How to complete this task
Print again, word for word, all of the records below, and leave the pictures out.

[Referring expression pointing data]
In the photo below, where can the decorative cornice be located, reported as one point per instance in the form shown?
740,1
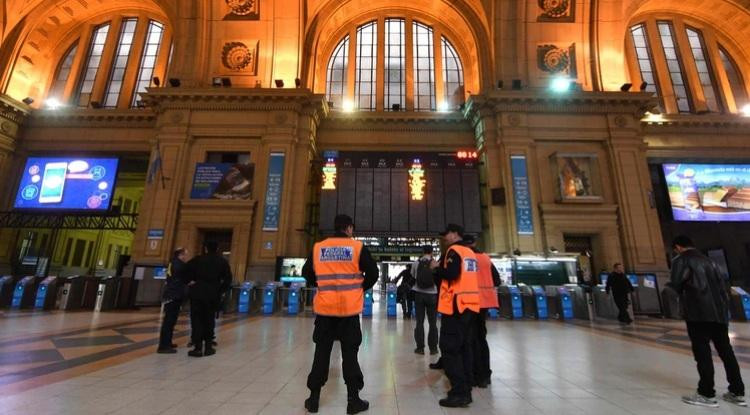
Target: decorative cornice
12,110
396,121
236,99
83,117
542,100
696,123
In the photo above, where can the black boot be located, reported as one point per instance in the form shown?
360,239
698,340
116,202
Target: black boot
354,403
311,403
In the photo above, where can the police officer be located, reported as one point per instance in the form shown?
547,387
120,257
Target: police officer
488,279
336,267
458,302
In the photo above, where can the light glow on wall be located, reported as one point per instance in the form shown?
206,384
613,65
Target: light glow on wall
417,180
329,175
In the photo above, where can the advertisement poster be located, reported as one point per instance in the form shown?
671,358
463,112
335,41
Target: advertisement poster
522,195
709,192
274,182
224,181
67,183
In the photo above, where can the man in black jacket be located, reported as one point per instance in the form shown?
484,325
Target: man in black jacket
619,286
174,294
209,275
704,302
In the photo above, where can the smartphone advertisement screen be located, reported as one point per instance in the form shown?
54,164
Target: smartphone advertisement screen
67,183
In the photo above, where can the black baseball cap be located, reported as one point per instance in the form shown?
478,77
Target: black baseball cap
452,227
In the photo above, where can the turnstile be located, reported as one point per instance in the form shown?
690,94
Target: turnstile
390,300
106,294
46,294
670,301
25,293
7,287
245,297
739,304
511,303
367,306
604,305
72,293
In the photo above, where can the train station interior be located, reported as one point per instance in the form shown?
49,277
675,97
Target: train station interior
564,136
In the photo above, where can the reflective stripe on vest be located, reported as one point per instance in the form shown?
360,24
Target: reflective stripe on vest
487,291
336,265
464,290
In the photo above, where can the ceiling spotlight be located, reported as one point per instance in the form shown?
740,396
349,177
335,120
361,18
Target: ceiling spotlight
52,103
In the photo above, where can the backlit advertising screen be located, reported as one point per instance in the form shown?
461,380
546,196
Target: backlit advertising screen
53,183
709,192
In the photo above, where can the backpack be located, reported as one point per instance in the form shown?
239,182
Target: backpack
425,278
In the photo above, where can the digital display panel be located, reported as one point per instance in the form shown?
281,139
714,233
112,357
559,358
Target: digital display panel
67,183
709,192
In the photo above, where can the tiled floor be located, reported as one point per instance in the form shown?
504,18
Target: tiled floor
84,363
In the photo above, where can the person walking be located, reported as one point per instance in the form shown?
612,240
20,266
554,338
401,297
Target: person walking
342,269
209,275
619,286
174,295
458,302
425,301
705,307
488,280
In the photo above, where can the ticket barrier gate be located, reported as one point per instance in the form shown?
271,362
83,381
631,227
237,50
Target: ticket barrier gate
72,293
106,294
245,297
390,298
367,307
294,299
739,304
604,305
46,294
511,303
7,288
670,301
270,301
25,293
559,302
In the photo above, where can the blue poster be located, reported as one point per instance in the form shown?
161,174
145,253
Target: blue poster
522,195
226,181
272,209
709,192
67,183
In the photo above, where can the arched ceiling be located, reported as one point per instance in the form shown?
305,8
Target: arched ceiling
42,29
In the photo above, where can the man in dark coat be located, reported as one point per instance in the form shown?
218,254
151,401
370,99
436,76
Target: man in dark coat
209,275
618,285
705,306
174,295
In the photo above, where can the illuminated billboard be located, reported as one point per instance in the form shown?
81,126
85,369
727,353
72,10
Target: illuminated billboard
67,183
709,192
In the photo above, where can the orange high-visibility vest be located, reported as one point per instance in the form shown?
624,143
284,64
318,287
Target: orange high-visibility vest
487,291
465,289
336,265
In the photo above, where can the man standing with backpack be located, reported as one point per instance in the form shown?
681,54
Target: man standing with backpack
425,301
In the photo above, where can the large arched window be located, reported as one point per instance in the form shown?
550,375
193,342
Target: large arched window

Task result
In the photo below, where can the decorative cornice be located, reported as one point per instance in the form shown?
740,1
Target: decorative cornice
12,110
396,121
236,99
83,117
542,100
696,123
In the photo above, where can the black boot be located, reported as one point per instance in the form shown?
360,239
698,340
116,202
Target: black boot
354,403
311,403
In the photo above, where can the police officer be located, reported as one point per instance in the form shown?
547,387
120,257
Target: police officer
488,279
336,267
458,302
In the photo above, where can the light glow on wall be located, reported as one point per instance in the form shown?
206,384
613,65
Target: light glow on wall
417,180
329,175
In the photo above, where can the advertisement poster be located, reported as one point per instance in the form shown?
671,358
463,112
335,41
Target: advertisement poster
522,195
709,192
274,182
224,181
67,183
In the photo above, where can the man in black jacket be located, reported as one point per instance in the form shown?
484,325
Target: man in black jacket
619,286
174,294
209,275
704,302
In the photo above, where can the smartphone advertisement screen be located, reported as one point per instance in the form shown?
54,164
Target: smartphone advertisement screen
67,183
In the photo above, where can the black baseball cap be located, reported as one point per instance in the form shown?
478,77
Target: black baseball cap
452,227
In the photo above, where can the turnstile be located, reported as one point per instance in the form shown?
690,94
Target: turnstile
390,300
106,294
46,294
670,301
25,293
7,287
245,297
739,304
511,303
367,306
604,305
72,293
In the photo above, where can the train station interior be located, reported as one point per instance in the form shown?
49,277
675,97
Target: train station interior
564,136
In the photo above, where can the reflective stripe on vest be located, reported as one point per instance in the form shown?
360,24
Target: reflective stripe on vest
487,291
336,265
464,290
In the photo above, where can the ceiling spotlight be located, reported as one point per instance in the form shown?
740,396
349,177
335,120
361,18
Target: ceiling spotlight
52,103
In the photo above, where can the backlit advertising screen be located, reported as one point per instance in the form shown?
461,380
546,196
Target: backlit advertising screen
53,183
709,192
In the photo above, where can the backpack be located, reported as one point per instance in the form shown?
239,182
Target: backpack
425,278
In the photo above, where can the digital display panel be located, reported as one point per instance in the form shown?
281,139
714,233
112,357
559,358
Target: digital display panel
67,183
709,192
In the photo above, where can the tiled floor be located, reported as one point per instance in the form shown?
504,18
Target: tiled floor
84,363
In the photo above, where can the person walking be located, reported as one point per instance in the form shown?
612,240
20,266
554,338
401,297
Target: person walking
342,269
209,275
619,286
174,295
458,302
425,301
705,307
488,280
In the photo above, where can the ticket barrier gate be located, reported as one point per instance in the form shown?
271,362
83,381
631,227
237,50
Target: ticket barrier gate
72,293
106,294
245,297
390,298
367,307
294,299
739,304
604,305
46,294
511,303
7,288
670,301
270,301
25,293
559,302
In the photo above, where can the blue poster be located, reported as one point per instance in the form shown?
161,174
145,253
Target: blue poster
522,195
226,181
272,209
709,192
67,183
In the photo above, where can the arched ceiling be located, reported as one point per instance in the form shown?
305,8
Target: arched ceiling
42,29
In the photo above, where can the man in dark coat be located, reported as one point per instance in the form shown?
218,254
151,401
370,99
436,76
Target: man in dark coat
209,275
618,285
705,306
174,295
In the photo above, where can the illuminated billboard be located, reported as one point per instance in the form shown?
81,126
85,369
727,353
72,10
Target: illuminated billboard
67,183
709,192
In the photo above, where can the orange high-visibility vest be located, reported as one point per instance in the form shown?
624,143
284,64
318,287
Target: orange high-visibility vest
487,291
465,289
336,265
In the photo above, where can the man standing with backpack be located, reported as one point per instance in the form shown?
681,54
Target: man standing with backpack
425,301
In the photo above, where can the large arched window be located, reported as one point per instance in the form shown?
550,375
193,342
Target: large arched window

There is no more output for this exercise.